### Text under study
-- Opening Marker --
Learning to parent at a young age
The program served 80 teenage mothers in 2011, and currently has about 14 teens enrolled this year. It currently works with students in 10 Shelby County schools.
Locke said the program provides resources and referrals to what Shelby County offers for teen moms and dads. The Shelby Baptist Association offers free teen labor-and-delivery classes, and Locke recommends students attend classes at Sav-A-Life Shelby Pregnancy Resource Center in Pelham. Locke also gives referrals for students to get clothing from Oak Mountain Missions Ministries, local churches and other resources. Shaw participated in a teen Lamaze class with Shelby Baptist Medical Center prior to having Aden.
“It was a bunch of my age girls with their boyfriend or husband, and we learned about how birth would be,” she said. “That was really comforting because it was your people as well. There were no 30-year-olds staring at you because you were so young.”
Allen attended classes at Sav-A-Life Shelby and received “mommy bucks” to spend in the center’s baby boutique for diapers, wipes and clothing.
The STEP program also offers guidance for teen dads. For the young men, Locke explains what is expected of them, how father’s rights work and how to be supportive to their child’s mother.
“With the right encouragement and support, they can definitely succeed and become self-sufficient,” Locke said of the pregnant and parenting students. “They try to enjoy life and be a good mom or dad. Just because they’re 17 doesn’t mean they can’t be a good parent.”
A COMFORT ZONE
Locke said part of the success of the program is allowing the young mothers to see they’re not alone in their pregnancy.
“It was a chance where more young mothers could get together so you wouldn’t feel so much left out,” Shaw said of the STEP Program. “Everyone in the group knew what you were going through, even though each individual had their own life and situation. It was nice having that group of other young mothers, like me.”
Shaw said Locke is there for her students “100 percent,” and offers to be with young mothers in the hospital as they give birth.
“I’m really proud of my students to face what they face and don’t give up,” Locke said. “They succeed and do finish school. They sincerely want to be good parents.”
The STEP Program provides education on sexually transmitted disease awareness, budgeting, community resources, food pantries and other opportunities.
“To me, it was mainly a getaway,” Shaw said. “You could go in, and we talked about pregnancies, child birth and all that, but you could relax. You’re not the only one in the world. It was a comfort zone you could go to and know you’re not alone.”
-- Closing Marker --
### Supplied entries
-- Opening Marker --
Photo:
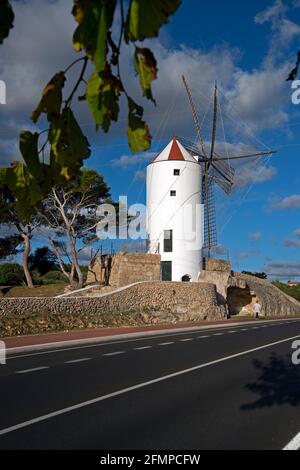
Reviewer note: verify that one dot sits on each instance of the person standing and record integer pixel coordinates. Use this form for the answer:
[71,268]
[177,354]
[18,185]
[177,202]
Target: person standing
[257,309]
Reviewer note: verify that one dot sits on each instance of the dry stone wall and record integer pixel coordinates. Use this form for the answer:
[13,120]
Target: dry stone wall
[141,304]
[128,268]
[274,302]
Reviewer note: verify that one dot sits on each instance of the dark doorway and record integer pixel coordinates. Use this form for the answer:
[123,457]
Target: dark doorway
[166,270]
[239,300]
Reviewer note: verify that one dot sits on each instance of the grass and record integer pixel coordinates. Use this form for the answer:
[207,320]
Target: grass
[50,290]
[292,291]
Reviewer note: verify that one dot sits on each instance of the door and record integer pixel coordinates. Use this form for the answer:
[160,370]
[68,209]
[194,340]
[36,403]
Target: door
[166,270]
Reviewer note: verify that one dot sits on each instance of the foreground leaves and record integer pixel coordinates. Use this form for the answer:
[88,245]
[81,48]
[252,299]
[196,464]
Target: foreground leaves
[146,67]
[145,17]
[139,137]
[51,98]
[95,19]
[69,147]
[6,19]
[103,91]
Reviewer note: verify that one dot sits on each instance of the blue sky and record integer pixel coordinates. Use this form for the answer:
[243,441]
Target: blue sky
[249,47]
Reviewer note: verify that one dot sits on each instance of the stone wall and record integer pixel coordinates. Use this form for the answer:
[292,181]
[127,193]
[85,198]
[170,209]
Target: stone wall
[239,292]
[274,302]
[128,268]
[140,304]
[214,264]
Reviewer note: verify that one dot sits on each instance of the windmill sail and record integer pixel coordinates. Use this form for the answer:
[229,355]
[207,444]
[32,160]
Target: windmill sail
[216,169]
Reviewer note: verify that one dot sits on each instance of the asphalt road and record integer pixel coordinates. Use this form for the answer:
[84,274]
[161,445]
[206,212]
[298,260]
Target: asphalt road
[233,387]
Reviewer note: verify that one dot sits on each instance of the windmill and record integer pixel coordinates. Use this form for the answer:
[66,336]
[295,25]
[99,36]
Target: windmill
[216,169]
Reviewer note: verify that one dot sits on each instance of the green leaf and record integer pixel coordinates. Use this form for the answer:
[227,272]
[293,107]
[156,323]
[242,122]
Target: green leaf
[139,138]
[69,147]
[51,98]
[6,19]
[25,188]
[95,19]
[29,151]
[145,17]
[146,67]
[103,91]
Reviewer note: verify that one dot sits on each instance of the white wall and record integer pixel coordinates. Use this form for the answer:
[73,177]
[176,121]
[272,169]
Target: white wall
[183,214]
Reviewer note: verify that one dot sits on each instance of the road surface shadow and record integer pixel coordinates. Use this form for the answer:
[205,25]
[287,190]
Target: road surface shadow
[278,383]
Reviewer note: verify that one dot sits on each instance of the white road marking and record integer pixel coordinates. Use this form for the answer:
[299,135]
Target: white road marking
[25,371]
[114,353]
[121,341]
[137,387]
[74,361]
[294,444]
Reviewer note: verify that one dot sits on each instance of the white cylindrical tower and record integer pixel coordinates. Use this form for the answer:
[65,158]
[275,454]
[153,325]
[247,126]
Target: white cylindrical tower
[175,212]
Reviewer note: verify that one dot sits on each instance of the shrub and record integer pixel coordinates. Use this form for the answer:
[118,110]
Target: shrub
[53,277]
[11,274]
-- Closing Marker --
### Requirement
Reproduce, word for word, everything in the article on teen parents from "Allen attended classes" down to "their child’s mother.".

### Task response
Allen attended classes at Sav-A-Life Shelby and received “mommy bucks” to spend in the center’s baby boutique for diapers, wipes and clothing.
The STEP program also offers guidance for teen dads. For the young men, Locke explains what is expected of them, how father’s rights work and how to be supportive to their child’s mother.